■ **AIM OF THE EXERCISE**
Print every line of the data below word for word, changing nothing.

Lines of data
'''
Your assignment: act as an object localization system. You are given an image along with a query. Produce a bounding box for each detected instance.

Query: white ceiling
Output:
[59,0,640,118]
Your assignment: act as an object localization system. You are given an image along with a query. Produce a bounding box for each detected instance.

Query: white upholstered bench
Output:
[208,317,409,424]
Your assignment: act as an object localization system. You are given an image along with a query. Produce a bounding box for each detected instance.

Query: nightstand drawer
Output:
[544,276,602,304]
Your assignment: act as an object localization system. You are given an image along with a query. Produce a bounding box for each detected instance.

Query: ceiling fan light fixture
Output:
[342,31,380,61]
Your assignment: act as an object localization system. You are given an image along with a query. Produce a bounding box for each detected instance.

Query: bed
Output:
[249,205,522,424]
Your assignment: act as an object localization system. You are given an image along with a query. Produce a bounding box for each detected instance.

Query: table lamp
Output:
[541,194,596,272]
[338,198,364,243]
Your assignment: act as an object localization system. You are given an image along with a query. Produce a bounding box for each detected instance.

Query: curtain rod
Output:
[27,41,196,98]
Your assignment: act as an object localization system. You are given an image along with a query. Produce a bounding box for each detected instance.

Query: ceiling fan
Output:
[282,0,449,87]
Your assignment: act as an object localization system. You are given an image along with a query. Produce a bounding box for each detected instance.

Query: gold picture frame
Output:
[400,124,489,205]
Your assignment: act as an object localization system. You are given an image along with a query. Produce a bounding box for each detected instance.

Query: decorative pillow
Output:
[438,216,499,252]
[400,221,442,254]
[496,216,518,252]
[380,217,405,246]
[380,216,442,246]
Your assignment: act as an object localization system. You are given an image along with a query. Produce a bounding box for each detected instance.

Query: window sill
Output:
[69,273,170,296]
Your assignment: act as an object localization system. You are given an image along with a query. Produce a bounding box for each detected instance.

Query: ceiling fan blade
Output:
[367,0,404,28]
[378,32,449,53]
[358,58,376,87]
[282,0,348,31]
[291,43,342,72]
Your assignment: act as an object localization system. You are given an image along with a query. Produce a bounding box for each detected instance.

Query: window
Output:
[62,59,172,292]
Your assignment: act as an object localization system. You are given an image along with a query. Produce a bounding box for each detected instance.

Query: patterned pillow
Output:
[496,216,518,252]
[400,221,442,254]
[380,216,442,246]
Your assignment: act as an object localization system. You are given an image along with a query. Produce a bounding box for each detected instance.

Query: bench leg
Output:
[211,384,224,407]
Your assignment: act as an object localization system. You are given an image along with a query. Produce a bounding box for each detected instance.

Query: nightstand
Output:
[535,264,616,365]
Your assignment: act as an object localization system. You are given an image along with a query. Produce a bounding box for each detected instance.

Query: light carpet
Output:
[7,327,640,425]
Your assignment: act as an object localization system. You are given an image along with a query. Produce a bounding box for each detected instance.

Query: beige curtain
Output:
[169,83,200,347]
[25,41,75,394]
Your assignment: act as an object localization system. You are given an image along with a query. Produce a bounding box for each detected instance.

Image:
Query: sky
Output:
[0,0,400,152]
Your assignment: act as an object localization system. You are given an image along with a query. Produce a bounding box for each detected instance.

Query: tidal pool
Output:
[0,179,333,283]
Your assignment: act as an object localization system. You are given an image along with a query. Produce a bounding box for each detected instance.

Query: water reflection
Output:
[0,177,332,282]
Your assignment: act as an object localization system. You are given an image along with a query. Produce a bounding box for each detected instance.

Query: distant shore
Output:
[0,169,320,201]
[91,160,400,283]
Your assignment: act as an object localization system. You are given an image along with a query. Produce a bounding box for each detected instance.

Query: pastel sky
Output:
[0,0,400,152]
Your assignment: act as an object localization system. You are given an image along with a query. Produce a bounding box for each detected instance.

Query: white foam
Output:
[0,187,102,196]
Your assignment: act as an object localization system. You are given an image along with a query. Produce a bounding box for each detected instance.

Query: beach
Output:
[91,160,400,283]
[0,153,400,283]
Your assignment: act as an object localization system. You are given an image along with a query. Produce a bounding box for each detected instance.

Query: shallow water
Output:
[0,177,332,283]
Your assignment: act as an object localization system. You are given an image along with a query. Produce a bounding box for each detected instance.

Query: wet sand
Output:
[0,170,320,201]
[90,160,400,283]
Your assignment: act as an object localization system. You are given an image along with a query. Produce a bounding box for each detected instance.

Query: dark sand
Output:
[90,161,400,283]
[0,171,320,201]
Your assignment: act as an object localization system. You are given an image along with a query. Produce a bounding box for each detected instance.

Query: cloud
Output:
'''
■ **FULL RESPONSE**
Your assignment: act as an object localization system. You are given an image along with a query. Produce a bounding box for each detected instance.

Query: white ceiling
Output:
[59,0,640,118]
Your assignment: act as an object localization system. You are given an image along with a query. Produce a bounding box for each detected instance.

Query: white upholstered bench
Output:
[208,317,409,424]
Your assignment: act as an object localization system. You are given an image along with a query. Produce a bounding box for each detected instance.

Query: nightstand drawer
Output:
[544,276,602,304]
Your assignment: act as an object localization system. You are given an image along with a query. Produce a bounding box for each detected instance.

Query: ceiling fan light fixture
Output:
[342,31,380,61]
Your assignment: act as an object localization system. You are given an image along with a query. Produce a bounding box for each detected instance.

Query: bed
Output:
[249,205,522,424]
Your assignment: act as an object localization system. You are given an image along with a query. Produce a bounding box for each detected instance.

Query: table lamp
Output:
[541,194,596,272]
[338,198,364,243]
Your assignment: act as an object localization system. You are given an image along with a query. Produce a bounding box for each detected instance.

Query: curtain rod
Output:
[27,41,196,98]
Your assignment: act as an object localization system. You are given an image along with a query. Produce a bounding box for each detected instance.

Query: ceiling fan
Output:
[282,0,449,87]
Your assignment: act as an object localization system. You are given an image along with a query. Produce a bounding box for each detected instance.

Query: gold picture frame
Output:
[400,124,489,205]
Your assignment: act as an object localization system. You are given an image along with a query. Produce a bounding box for each detected instance.

Query: decorative pillow
Output:
[438,216,499,252]
[400,221,442,254]
[496,216,518,252]
[380,217,405,246]
[380,216,442,246]
Your assignment: act as an object localization system. You are given an image along with a query. Produce a bounding box for each detected instance.

Query: window sill
Output:
[69,273,170,296]
Your assignment: act as an object localization system. You are given an image along with a query. Produce a bounding box for each detected instance.

Query: ceiling fan blade
Output:
[367,0,404,28]
[378,32,449,53]
[358,58,376,87]
[282,0,348,31]
[291,43,342,72]
Your assignment: act as an object localization system. You are given an image along with a query. Produce a bounding box for each detected instance.

Query: window
Output:
[62,59,172,292]
Your assignment: act as an object localization system. You are given an image along with a query. Produce a bounding box for each detected instance.

Query: patterned pillow
Output:
[496,216,518,252]
[400,221,442,254]
[380,216,442,246]
Your assignment: act as an object localization system. You are given an image along with a query. Produce a bounding box for each detected instance.

Query: bench leg
Output:
[211,384,224,407]
Your assignment: act as an object localization system. You are given an image along with a query. Produce a bounding box for each detected instance.

Query: nightstand
Output:
[535,264,616,365]
Your assignment: act as an object localization system. You are given an image along with a query. Produce a bounding box for each detected instance.

Query: light carpet
Output:
[7,327,640,425]
Your assignment: act as an object localization system. You are given an image along with a query. Produce a bounding box for each detected instance.

Query: beige curtain
Output:
[169,83,200,347]
[25,41,75,394]
Your assignment: act as an object localization system. You are given an image along with a query. Produce a bounding box for each detected instance.

Image:
Query: sky
Output:
[0,0,400,152]
Your assignment: act as an object localization system. You are given an image along with a query. Produce a bounding box for each detected instance.

Query: tidal pool
Output:
[0,179,333,283]
Your assignment: act as an object localization system. You are given an image along with a query. Produce a bounding box for each detected instance.

Query: water reflection
Output:
[0,177,332,282]
Your assignment: act as an object localization system. You are given an image along with a query. Produce a bounding box for each detected instance.

Query: distant shore
Output:
[0,169,320,201]
[91,160,400,283]
Your assignment: act as an object localization system. You are given an image along with a query. Produce a bounding box for each detected instance.

Query: pastel sky
Output:
[0,0,400,152]
Your assignment: act as an object localization system. You are given an image along with a query. Produce a bounding box for each detected instance.

Query: white foam
Output:
[0,187,102,196]
Your assignment: act as an object localization system. You are given an image along with a query. Produce a bounding box for each detected instance.

Query: beach
Output:
[91,160,400,283]
[0,153,400,283]
Your assignment: act as an object localization system. You are given an image along with a query. Produce a bounding box for each detected instance.

Query: shallow water
Output:
[0,177,332,283]
Your assignment: act as an object localization system. You are given an image along with a query. Produce a bounding box for each detected instance.

Query: wet sand
Output:
[0,170,320,201]
[90,160,400,283]
Your assignment: act as an object localization system. You are given an image along with a query. Produce a bounding box for each detected instance.

Query: dark sand
Output:
[90,161,400,283]
[0,171,320,201]
Your assignment: act as an object localization system. You are given an image along with a query. Produce a bounding box for each detected instance.

Query: cloud
Output:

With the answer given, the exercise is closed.